++++ DATA FOR THIS TASK ++++

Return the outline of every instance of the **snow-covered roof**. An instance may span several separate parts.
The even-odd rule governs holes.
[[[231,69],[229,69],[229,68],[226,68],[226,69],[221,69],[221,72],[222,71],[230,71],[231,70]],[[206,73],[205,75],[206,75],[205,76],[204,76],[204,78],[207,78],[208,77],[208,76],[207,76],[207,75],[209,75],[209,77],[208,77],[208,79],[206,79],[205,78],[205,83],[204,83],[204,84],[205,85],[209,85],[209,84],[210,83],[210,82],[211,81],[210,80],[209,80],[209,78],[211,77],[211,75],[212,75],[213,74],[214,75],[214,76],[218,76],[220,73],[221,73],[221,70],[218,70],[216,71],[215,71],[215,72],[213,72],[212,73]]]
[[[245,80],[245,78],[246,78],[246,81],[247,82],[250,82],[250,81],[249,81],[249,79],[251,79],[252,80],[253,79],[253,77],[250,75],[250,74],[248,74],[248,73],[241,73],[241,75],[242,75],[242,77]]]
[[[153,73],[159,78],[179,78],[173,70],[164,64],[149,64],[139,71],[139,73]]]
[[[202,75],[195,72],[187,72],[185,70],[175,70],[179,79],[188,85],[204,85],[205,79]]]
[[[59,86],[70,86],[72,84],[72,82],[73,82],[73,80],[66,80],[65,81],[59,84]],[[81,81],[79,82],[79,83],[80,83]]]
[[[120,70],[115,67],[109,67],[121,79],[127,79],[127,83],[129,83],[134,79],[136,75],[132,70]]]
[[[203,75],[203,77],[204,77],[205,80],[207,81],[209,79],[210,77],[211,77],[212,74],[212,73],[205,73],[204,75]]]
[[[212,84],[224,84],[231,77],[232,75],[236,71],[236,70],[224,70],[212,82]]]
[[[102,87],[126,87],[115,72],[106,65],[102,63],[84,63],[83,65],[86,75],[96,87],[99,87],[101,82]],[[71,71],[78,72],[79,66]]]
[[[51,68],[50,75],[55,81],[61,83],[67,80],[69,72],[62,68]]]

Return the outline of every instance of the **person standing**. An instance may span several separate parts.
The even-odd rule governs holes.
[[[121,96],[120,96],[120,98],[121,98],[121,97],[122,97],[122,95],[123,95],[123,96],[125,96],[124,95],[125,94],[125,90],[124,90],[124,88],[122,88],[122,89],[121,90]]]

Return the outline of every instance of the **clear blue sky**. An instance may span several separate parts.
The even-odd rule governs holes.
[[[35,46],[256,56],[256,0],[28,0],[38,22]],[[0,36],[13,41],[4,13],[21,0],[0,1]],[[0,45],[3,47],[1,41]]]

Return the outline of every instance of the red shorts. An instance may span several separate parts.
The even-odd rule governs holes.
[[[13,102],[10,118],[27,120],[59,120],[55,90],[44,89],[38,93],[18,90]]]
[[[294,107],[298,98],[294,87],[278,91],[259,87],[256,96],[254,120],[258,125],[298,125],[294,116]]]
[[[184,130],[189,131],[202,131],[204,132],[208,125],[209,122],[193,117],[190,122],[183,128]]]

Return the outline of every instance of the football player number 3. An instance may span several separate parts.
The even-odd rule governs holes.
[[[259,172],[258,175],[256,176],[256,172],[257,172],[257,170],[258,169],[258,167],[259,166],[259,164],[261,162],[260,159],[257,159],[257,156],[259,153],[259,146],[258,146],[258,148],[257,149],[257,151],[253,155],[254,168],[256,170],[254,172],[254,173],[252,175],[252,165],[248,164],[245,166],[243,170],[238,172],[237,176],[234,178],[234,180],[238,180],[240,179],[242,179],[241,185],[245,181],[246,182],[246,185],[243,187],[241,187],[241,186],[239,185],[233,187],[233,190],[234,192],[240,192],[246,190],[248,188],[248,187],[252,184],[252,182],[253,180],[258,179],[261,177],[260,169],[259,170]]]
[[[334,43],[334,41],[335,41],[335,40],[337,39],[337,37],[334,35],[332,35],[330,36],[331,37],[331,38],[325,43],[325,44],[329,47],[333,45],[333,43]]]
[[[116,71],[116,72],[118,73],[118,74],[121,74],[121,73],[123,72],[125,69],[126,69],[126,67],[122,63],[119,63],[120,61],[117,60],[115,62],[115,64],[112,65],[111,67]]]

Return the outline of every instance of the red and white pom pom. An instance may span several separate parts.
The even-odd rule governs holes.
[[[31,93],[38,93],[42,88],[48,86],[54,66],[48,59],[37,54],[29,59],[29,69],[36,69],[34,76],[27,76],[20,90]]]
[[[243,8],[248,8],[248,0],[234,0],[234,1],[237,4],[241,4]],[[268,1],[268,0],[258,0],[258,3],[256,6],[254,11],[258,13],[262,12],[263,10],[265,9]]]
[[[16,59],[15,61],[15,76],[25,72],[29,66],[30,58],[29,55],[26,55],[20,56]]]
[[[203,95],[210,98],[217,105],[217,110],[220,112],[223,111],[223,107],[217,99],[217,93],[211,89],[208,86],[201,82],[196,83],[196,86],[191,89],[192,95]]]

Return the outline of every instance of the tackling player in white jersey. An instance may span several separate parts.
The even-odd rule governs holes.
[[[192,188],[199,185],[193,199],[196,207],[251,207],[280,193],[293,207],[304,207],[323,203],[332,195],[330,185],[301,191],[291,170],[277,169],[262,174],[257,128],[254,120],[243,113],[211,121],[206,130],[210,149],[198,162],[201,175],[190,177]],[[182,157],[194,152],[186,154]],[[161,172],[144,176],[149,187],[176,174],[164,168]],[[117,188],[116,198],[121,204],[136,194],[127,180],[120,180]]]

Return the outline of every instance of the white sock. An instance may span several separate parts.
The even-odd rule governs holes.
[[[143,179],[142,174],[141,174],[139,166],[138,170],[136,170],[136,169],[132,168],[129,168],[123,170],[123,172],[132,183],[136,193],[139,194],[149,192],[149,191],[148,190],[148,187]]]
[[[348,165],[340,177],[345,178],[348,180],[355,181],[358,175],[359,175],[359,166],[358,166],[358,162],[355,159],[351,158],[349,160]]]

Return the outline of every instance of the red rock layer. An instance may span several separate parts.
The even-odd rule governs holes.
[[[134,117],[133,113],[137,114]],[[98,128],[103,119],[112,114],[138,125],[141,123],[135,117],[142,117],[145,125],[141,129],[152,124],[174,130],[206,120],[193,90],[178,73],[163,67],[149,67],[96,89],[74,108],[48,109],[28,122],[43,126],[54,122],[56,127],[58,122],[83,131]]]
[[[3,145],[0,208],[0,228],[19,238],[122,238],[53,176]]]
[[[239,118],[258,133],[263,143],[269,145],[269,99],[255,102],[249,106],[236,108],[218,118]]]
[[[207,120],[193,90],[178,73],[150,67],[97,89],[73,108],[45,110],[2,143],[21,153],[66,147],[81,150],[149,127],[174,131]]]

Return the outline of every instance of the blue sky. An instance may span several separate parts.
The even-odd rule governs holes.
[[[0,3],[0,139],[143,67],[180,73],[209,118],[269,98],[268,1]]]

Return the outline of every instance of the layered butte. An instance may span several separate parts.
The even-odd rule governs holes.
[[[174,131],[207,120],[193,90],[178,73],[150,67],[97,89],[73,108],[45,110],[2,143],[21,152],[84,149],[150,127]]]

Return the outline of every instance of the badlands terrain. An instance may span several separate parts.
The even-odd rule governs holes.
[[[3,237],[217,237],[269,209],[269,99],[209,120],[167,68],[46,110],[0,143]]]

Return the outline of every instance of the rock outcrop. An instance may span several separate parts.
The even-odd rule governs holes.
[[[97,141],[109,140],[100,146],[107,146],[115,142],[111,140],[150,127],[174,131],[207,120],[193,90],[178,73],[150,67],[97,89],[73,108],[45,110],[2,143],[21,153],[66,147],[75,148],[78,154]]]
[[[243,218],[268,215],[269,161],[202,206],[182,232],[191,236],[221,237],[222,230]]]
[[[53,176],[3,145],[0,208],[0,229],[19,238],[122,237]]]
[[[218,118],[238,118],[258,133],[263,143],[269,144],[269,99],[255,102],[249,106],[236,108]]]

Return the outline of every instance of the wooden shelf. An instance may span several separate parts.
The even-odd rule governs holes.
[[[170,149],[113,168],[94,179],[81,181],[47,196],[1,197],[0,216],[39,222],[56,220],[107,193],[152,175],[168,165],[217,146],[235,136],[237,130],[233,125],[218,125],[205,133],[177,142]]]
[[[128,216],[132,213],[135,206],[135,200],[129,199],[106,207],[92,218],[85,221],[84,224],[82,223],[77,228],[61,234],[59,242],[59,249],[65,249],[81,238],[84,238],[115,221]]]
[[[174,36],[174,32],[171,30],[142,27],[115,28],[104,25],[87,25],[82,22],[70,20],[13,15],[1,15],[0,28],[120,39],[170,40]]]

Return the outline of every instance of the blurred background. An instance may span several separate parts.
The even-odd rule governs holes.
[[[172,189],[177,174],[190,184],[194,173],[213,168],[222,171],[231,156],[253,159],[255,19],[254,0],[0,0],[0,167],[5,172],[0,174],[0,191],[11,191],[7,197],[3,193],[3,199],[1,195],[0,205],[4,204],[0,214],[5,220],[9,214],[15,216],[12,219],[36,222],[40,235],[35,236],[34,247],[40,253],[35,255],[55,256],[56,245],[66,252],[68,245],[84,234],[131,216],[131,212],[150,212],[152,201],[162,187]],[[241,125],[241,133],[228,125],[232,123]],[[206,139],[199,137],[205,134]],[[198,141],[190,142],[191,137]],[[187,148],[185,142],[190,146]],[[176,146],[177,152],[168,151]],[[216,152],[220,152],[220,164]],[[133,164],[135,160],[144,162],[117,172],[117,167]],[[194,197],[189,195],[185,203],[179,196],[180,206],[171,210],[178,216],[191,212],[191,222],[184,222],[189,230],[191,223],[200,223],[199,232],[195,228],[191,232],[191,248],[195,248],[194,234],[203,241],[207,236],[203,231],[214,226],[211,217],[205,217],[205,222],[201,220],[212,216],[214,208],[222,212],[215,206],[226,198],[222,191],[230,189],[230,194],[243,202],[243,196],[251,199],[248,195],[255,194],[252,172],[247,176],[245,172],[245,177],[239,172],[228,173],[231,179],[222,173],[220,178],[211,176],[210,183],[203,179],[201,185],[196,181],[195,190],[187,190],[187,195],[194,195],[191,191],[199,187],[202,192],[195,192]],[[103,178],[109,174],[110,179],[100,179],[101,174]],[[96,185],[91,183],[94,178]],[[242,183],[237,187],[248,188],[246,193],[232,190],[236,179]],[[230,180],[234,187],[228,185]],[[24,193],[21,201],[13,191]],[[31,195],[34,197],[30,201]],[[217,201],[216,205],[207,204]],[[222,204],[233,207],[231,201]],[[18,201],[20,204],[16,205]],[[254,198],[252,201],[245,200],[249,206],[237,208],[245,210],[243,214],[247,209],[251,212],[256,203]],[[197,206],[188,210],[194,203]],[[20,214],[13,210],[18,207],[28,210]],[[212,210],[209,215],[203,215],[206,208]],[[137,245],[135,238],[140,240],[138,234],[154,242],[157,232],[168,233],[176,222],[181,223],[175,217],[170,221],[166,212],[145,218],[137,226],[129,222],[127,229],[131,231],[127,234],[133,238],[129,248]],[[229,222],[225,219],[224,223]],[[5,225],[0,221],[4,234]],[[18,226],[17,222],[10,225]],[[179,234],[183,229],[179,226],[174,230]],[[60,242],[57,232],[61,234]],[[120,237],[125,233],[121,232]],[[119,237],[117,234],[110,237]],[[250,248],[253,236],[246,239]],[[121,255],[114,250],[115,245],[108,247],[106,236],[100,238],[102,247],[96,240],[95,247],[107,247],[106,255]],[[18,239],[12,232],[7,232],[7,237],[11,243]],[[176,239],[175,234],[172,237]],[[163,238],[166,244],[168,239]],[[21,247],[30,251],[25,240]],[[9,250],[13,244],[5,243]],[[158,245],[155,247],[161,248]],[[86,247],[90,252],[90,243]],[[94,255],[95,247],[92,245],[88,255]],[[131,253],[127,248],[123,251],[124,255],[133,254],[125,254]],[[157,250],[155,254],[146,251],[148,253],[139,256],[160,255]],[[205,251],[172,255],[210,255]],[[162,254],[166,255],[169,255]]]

++++

● AIM OF THE EXERCISE: Reproduce the lines from the beginning of the items up to and including the line containing "[[[51,68],[50,75],[55,81],[61,83],[67,80],[69,72],[62,68]]]", substituting "snowy roof" for "snow-covered roof" and leaving everything else unchanged.

● OUTPUT BELOW:
Return the outline of every instance of the **snowy roof**. An instance may span several separate parts.
The even-odd rule governs holes.
[[[231,69],[229,69],[229,68],[226,68],[226,69],[221,69],[221,72],[222,71],[230,71],[231,70]],[[206,73],[205,75],[206,75],[205,76],[204,76],[204,78],[207,78],[208,77],[208,76],[207,76],[207,75],[209,75],[209,77],[208,77],[208,79],[206,79],[205,78],[205,83],[204,83],[204,84],[205,85],[209,85],[209,84],[210,83],[210,82],[211,81],[210,80],[209,80],[209,78],[211,77],[211,75],[212,75],[213,74],[214,75],[214,76],[218,76],[220,73],[221,73],[221,70],[218,70],[216,71],[215,71],[215,72],[213,72],[212,73]]]
[[[245,80],[245,78],[246,78],[246,81],[247,82],[250,82],[250,81],[249,81],[249,79],[251,79],[252,80],[253,79],[253,77],[250,75],[250,74],[248,74],[248,73],[241,73],[241,75],[242,75],[242,77]]]
[[[153,73],[159,78],[179,78],[173,70],[164,64],[149,64],[139,71],[139,73]]]
[[[202,75],[195,72],[187,72],[185,70],[175,70],[179,79],[188,85],[204,85],[205,79]]]
[[[59,86],[70,86],[72,84],[72,82],[73,82],[73,80],[66,80],[65,81],[59,84]],[[81,81],[79,82],[79,83],[80,83]]]
[[[120,70],[115,67],[109,67],[121,79],[127,79],[127,83],[129,83],[134,79],[136,75],[132,70]]]
[[[203,75],[203,77],[204,77],[205,80],[207,81],[209,79],[210,77],[211,77],[212,74],[212,73],[205,73],[204,75]]]
[[[212,84],[224,84],[231,77],[232,75],[236,71],[236,70],[224,70],[212,82]]]
[[[102,87],[126,87],[115,72],[106,65],[102,63],[84,63],[83,65],[86,75],[96,87],[99,87],[101,82]],[[71,71],[78,72],[79,66]]]
[[[51,68],[50,75],[55,81],[61,83],[67,80],[69,72],[62,68]]]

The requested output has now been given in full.